(Items from a dataset)
- Opening Delimiter -

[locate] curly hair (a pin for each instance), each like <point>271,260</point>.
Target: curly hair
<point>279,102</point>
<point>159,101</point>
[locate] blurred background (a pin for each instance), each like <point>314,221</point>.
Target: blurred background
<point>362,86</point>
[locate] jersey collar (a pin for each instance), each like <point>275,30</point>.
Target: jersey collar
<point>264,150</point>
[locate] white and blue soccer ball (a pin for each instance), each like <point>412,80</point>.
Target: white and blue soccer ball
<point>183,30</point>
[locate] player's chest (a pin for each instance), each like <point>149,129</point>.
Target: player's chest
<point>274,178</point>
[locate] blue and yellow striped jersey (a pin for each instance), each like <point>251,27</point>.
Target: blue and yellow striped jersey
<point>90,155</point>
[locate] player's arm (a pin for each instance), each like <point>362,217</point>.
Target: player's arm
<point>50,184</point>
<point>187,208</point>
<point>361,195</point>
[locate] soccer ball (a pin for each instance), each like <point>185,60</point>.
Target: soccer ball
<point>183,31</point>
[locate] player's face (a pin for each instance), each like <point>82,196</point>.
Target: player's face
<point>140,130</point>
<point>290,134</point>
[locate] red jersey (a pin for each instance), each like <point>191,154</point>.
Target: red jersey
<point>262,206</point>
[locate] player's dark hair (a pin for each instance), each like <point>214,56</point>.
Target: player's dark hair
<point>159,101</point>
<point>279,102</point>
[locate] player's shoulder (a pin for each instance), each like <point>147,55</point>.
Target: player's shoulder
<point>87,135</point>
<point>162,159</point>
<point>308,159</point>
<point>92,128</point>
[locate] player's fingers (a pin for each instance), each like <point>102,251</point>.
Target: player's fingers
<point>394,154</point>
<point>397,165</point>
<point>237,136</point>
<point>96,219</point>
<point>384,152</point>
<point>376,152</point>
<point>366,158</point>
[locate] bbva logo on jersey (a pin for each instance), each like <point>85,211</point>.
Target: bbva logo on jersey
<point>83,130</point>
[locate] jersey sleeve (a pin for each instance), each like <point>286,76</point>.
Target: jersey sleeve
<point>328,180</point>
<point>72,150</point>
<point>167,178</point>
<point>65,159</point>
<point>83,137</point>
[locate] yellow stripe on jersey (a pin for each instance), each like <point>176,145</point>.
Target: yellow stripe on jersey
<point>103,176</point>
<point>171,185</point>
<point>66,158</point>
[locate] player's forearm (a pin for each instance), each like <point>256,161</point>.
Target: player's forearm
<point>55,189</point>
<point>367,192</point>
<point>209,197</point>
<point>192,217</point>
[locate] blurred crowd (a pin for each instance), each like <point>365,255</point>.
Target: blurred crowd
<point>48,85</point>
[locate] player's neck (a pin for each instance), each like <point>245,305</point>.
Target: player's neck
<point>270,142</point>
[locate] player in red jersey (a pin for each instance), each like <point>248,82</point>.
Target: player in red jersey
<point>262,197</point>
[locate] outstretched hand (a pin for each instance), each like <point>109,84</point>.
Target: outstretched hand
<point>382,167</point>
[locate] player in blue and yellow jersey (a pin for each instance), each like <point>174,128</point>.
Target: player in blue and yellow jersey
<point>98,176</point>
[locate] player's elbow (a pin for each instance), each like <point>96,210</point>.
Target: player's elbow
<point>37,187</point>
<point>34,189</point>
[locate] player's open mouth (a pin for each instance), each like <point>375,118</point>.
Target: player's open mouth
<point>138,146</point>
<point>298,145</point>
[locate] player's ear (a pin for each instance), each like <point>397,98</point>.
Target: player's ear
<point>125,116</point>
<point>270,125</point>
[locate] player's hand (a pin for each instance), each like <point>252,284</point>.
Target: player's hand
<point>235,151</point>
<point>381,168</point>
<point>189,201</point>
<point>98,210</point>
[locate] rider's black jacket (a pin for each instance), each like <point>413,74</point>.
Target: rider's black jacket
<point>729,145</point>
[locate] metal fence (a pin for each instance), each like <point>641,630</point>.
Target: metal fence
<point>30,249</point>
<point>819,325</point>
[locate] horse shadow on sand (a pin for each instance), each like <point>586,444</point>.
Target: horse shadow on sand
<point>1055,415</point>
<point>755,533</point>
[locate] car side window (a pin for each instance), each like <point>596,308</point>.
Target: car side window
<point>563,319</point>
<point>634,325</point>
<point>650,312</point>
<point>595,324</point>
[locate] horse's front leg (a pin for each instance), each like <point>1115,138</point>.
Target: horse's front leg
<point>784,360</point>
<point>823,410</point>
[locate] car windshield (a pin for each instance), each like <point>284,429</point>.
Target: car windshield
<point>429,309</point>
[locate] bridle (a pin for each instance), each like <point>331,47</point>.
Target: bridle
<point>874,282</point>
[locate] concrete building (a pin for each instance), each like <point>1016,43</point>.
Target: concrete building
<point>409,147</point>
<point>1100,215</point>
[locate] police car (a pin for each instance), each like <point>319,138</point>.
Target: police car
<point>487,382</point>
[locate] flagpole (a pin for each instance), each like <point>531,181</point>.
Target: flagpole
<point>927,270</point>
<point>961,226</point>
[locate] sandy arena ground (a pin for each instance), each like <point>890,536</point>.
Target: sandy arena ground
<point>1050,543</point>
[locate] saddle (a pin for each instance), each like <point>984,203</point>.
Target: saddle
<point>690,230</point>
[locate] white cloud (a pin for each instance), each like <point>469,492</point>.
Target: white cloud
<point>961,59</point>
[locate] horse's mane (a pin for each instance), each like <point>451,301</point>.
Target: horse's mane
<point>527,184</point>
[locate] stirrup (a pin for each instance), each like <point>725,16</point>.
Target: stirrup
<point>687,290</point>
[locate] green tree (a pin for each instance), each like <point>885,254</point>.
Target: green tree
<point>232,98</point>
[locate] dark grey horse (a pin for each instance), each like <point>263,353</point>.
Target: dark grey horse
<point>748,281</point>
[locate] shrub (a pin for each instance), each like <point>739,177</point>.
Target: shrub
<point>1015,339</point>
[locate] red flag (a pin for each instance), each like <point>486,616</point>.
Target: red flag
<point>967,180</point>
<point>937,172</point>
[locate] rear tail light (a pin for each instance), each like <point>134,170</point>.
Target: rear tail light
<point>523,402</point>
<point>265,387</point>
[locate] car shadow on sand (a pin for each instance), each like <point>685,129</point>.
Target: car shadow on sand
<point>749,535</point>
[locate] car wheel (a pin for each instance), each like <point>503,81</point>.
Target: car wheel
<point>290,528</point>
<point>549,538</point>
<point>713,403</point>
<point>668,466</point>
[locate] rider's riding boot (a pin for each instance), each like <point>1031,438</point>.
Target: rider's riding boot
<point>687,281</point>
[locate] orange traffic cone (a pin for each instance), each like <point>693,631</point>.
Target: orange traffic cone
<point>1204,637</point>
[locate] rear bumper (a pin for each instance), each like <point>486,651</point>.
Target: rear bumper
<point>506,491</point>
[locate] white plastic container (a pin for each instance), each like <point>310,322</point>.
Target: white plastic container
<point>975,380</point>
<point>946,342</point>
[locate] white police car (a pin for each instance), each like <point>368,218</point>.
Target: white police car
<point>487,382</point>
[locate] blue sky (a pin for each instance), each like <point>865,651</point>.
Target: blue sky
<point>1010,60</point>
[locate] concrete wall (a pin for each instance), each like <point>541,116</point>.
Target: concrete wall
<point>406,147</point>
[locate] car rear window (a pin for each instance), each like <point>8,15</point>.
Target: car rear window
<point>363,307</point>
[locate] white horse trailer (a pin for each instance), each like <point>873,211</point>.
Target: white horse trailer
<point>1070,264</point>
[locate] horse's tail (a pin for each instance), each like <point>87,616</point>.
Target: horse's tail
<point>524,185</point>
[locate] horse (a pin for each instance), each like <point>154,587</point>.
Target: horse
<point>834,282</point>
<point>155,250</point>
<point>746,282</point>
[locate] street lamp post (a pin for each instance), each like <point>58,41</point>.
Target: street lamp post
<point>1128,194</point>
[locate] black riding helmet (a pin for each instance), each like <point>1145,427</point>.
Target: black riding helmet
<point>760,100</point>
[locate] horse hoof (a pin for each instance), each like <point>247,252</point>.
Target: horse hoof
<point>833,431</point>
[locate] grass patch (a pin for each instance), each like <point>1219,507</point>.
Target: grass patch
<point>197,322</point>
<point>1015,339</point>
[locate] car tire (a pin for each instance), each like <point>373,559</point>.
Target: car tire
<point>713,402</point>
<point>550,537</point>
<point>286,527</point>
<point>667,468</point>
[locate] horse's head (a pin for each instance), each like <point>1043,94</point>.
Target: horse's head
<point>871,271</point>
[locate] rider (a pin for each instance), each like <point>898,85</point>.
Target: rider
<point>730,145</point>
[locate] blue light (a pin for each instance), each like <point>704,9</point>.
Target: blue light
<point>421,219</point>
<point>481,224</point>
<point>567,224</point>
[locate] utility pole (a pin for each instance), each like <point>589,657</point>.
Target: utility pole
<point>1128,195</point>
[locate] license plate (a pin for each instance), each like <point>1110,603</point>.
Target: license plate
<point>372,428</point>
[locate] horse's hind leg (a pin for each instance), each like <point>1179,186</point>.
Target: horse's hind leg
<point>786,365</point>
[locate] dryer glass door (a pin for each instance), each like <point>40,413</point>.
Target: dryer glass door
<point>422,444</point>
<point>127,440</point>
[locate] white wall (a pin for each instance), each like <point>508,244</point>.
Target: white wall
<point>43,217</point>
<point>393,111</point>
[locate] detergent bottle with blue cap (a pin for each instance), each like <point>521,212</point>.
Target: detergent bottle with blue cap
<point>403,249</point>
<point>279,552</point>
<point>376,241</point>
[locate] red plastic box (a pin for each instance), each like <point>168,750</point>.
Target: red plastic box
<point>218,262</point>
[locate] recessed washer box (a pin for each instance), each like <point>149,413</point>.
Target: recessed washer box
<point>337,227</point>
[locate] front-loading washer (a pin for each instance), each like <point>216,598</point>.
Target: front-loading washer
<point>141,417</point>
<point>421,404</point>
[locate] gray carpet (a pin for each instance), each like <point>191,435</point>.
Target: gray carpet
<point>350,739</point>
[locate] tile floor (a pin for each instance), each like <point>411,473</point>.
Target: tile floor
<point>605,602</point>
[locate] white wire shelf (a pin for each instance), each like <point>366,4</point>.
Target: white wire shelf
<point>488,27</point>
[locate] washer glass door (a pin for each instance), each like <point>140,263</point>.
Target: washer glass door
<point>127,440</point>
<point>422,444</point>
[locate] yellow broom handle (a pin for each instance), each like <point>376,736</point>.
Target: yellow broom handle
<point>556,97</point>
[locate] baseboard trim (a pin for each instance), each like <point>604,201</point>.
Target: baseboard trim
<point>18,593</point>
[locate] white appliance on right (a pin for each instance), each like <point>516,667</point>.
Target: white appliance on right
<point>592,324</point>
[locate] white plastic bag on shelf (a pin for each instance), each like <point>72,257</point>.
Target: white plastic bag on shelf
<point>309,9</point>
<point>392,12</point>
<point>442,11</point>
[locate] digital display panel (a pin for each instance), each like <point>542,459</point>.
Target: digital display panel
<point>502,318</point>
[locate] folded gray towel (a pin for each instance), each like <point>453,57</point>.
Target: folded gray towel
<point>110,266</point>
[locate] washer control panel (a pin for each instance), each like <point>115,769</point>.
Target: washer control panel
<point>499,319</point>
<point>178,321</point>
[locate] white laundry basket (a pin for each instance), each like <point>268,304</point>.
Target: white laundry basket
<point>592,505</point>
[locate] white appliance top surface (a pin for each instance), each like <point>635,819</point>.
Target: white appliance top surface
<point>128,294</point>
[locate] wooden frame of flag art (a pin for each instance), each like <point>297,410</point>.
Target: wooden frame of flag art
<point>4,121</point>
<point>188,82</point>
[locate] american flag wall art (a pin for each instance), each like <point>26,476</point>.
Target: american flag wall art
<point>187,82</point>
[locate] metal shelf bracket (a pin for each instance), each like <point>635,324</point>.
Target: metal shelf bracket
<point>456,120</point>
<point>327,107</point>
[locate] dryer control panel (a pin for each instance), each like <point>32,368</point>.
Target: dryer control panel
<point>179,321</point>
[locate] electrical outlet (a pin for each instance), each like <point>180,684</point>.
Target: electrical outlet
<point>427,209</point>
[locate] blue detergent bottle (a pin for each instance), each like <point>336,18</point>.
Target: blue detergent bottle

- Closing Delimiter -

> EXERCISE BRIEF:
Each line from the top of the entries above through the line containing "[locate] red jersey" must be transcribed exactly, and no other line may appear.

> SOLUTION TO THIS TASK:
[locate] curly hair (a pin for each instance), each like <point>271,260</point>.
Target: curly hair
<point>279,102</point>
<point>159,101</point>
[locate] blurred background (a pin for each instance), each like <point>314,221</point>.
Target: blurred background
<point>362,86</point>
[locate] jersey collar (a pin for each instance), each like <point>275,30</point>.
Target: jersey collar
<point>264,150</point>
[locate] white and blue soccer ball (a pin for each instance), each like <point>412,80</point>.
Target: white and blue soccer ball
<point>183,30</point>
[locate] player's chest (a pin for each instance), each like <point>149,129</point>.
Target: player's chest
<point>274,178</point>
[locate] blue and yellow striped jersey (a pin for each instance), each like <point>251,27</point>.
Target: blue and yellow striped jersey
<point>90,155</point>
[locate] player's arm (a pin for each instance), each like <point>362,217</point>.
Target: player's arm
<point>50,184</point>
<point>187,208</point>
<point>361,195</point>
[locate] soccer ball (a pin for each instance), each like <point>185,60</point>.
Target: soccer ball
<point>183,31</point>
[locate] player's face (a pin for each instance), each like <point>82,196</point>.
Target: player's face
<point>140,130</point>
<point>290,134</point>
[locate] red jersey (a pin for each instance), each like <point>191,154</point>.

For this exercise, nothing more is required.